[Rows from a data source]
***

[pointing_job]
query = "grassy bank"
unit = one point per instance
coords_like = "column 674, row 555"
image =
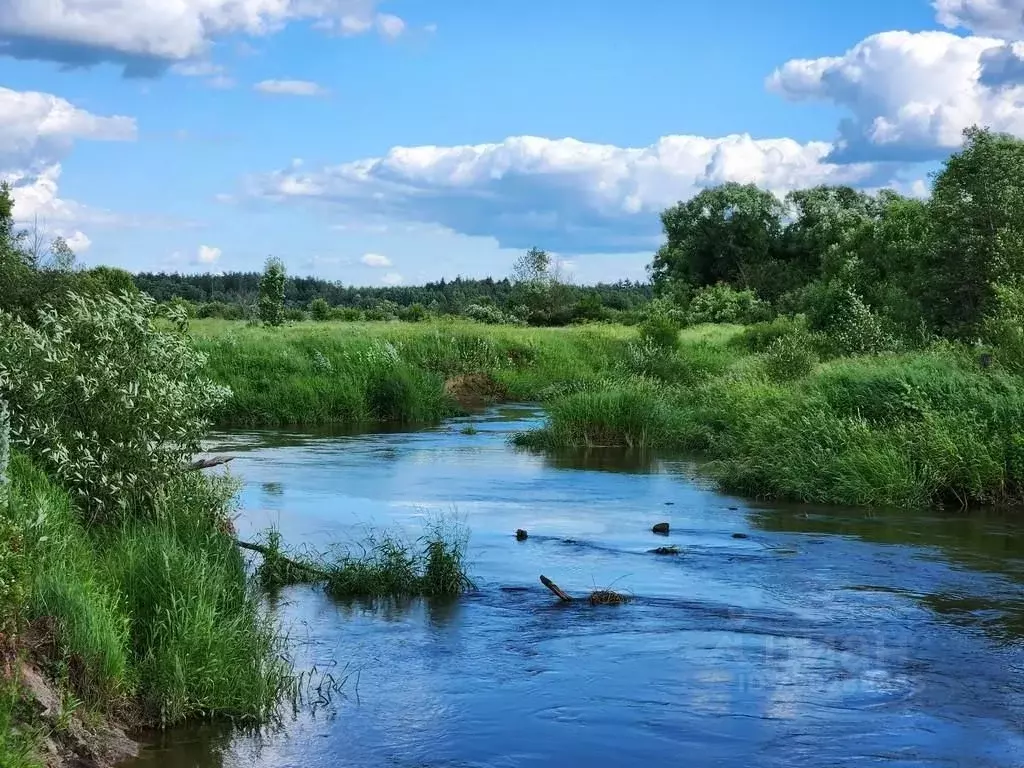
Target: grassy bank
column 905, row 429
column 150, row 623
column 346, row 373
column 930, row 426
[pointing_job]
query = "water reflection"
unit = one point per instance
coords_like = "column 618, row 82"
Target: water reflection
column 825, row 637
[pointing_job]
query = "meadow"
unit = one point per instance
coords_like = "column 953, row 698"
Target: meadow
column 777, row 420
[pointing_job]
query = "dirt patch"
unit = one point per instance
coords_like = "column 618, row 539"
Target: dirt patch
column 71, row 741
column 475, row 390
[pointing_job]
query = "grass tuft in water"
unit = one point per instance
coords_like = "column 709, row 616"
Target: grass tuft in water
column 384, row 565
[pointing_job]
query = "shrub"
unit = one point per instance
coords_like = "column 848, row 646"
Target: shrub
column 760, row 336
column 346, row 314
column 790, row 356
column 320, row 310
column 485, row 313
column 722, row 303
column 105, row 397
column 659, row 331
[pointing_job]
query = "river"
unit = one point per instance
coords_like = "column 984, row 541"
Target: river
column 824, row 638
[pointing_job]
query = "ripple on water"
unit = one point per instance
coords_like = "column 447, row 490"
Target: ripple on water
column 826, row 637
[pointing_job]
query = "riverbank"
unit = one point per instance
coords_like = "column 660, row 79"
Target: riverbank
column 909, row 429
column 150, row 623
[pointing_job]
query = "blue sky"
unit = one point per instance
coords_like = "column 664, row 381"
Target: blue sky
column 379, row 141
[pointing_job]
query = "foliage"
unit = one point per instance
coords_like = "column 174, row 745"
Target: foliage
column 977, row 208
column 722, row 303
column 105, row 396
column 271, row 293
column 384, row 565
column 227, row 296
column 718, row 236
column 790, row 356
column 320, row 310
column 758, row 337
column 659, row 331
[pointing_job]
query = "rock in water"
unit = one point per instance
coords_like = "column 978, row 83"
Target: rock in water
column 666, row 551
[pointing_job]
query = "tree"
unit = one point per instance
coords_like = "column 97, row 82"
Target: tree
column 271, row 293
column 320, row 310
column 977, row 212
column 720, row 236
column 532, row 267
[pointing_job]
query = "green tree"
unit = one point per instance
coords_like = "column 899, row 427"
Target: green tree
column 977, row 211
column 320, row 310
column 271, row 293
column 107, row 398
column 724, row 235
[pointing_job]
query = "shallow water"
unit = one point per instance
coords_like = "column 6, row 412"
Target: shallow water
column 825, row 638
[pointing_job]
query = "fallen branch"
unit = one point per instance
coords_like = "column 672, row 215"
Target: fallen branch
column 267, row 552
column 215, row 461
column 556, row 589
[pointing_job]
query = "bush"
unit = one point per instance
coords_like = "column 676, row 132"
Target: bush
column 790, row 356
column 659, row 331
column 320, row 310
column 485, row 313
column 346, row 314
column 413, row 313
column 105, row 396
column 760, row 336
column 722, row 303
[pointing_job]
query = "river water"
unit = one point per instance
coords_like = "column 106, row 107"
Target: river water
column 824, row 638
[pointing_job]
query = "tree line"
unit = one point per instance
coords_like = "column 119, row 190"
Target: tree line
column 941, row 265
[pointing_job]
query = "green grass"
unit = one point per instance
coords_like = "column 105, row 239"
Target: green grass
column 384, row 565
column 907, row 429
column 154, row 620
column 366, row 373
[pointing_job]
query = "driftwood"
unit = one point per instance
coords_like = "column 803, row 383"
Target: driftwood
column 214, row 461
column 265, row 551
column 555, row 589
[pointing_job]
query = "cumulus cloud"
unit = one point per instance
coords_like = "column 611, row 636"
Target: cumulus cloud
column 375, row 260
column 208, row 255
column 78, row 242
column 146, row 36
column 37, row 131
column 290, row 88
column 1003, row 18
column 567, row 195
column 911, row 94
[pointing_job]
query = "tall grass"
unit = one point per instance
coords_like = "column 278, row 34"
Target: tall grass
column 384, row 565
column 910, row 429
column 154, row 619
column 379, row 372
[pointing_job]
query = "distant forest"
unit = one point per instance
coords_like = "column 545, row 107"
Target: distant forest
column 442, row 297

***

Aim of the task:
Reproduce all of the rows above, replacing every occurrence of "one point per instance" with "a single point for each instance" and leaving everything else unchanged. Omit the pictures from your answer.

Task solution:
[pointing_job]
query = "grassy bank"
unit = a single point for each instance
coords_like = "column 674, row 555"
image =
Target: grassy bank
column 905, row 429
column 150, row 623
column 346, row 373
column 930, row 426
[pointing_job]
query = "water reflection"
unit = a single point for each instance
coords_like = "column 618, row 82"
Target: water reflection
column 825, row 637
[pointing_job]
query = "meadow"
unit = a single point for each instance
coords_like = "column 953, row 698"
Target: meadow
column 777, row 420
[pointing_job]
query = "dirt patch"
unit = a single point for each instance
coords_like = "column 618, row 539"
Target: dirt patch
column 71, row 741
column 475, row 390
[pointing_job]
query = "grass tuft in water"
unit = a single point for each instance
coords_like = "column 709, row 616"
Target: grass tuft in water
column 384, row 565
[pointing_job]
query = "shrub"
unit = a single point for each instance
coords_like = "column 848, row 646"
Target: shrub
column 760, row 336
column 346, row 314
column 790, row 356
column 320, row 310
column 485, row 313
column 722, row 303
column 105, row 397
column 659, row 331
[pointing_job]
query = "river"
unit = a single point for each instance
coords_like = "column 984, row 541"
Target: river
column 824, row 638
[pointing_job]
query = "ripple on water"
unit = a single point for each instance
coords_like = "column 447, row 490"
Target: ripple on water
column 826, row 637
[pointing_job]
query = "riverbank"
unit = a single point for each instance
coords_like = "column 660, row 79"
Target: riverbank
column 909, row 429
column 150, row 623
[pointing_job]
query = "blue sky"
unit = a single point for each instance
coords_like = "column 664, row 381"
Target: blue sky
column 379, row 141
[pointing_job]
query = "foliage"
unit = a single point for each instance
coords_like = "column 174, row 745"
Target: foliage
column 977, row 208
column 722, row 303
column 105, row 396
column 271, row 293
column 384, row 565
column 227, row 296
column 718, row 236
column 790, row 356
column 320, row 310
column 758, row 337
column 659, row 331
[pointing_job]
query = "rock in water"
unit = a single point for each instance
coords_like = "column 978, row 83"
Target: rock in water
column 666, row 551
[pointing_job]
query = "tree"
unit = a single point for each instance
coords_like = "column 97, row 82"
Target: tree
column 271, row 293
column 320, row 310
column 977, row 212
column 720, row 236
column 532, row 267
[pointing_job]
query = "green tree"
unit = a single point for each instance
coords_like = "column 899, row 427"
Target: green tree
column 977, row 211
column 320, row 310
column 271, row 293
column 107, row 398
column 724, row 235
[pointing_job]
query = "shallow water"
unit = a single point for each instance
coords_like = "column 6, row 412"
Target: shallow water
column 825, row 638
[pointing_job]
query = "fallen branch"
unit = a single point for each instance
coords_like = "column 672, row 215"
Target: fallen branch
column 267, row 552
column 215, row 461
column 556, row 589
[pointing_job]
query = "bush"
unit = a single point for each instance
coords_like = "column 676, row 132"
Target: bush
column 790, row 356
column 659, row 331
column 320, row 310
column 485, row 313
column 346, row 314
column 413, row 313
column 105, row 396
column 760, row 336
column 722, row 303
[pointing_job]
query = "river water"
unit = a single point for each instance
coords_like = "column 106, row 107"
Target: river water
column 824, row 638
[pointing_job]
query = "tree line"
unit = a single point for each instance
coords_like = "column 119, row 190"
Target: tree line
column 941, row 265
[pointing_job]
query = "green grass"
unit = a single point for each instance
coords_like = "column 105, row 239"
Target: green grass
column 384, row 565
column 907, row 429
column 154, row 620
column 366, row 373
[pointing_job]
query = "driftwood"
unit = a single point for each instance
coords_like = "column 803, row 383"
Target: driftwood
column 214, row 461
column 265, row 551
column 555, row 589
[pointing_job]
query = "cumulus cloud"
unit = a single point for each instance
coords_like = "column 611, row 636"
Target: cumulus cloud
column 375, row 260
column 208, row 255
column 78, row 242
column 146, row 36
column 37, row 131
column 290, row 88
column 1003, row 18
column 567, row 195
column 911, row 94
[pointing_job]
query = "tall grass"
unit = a single point for each instance
coords_like = "column 278, row 34"
Target: tall grass
column 384, row 565
column 910, row 429
column 154, row 619
column 379, row 372
[pointing_job]
query = "distant forest"
unit = a single point for each instance
coords_like = "column 545, row 107"
Target: distant forest
column 442, row 297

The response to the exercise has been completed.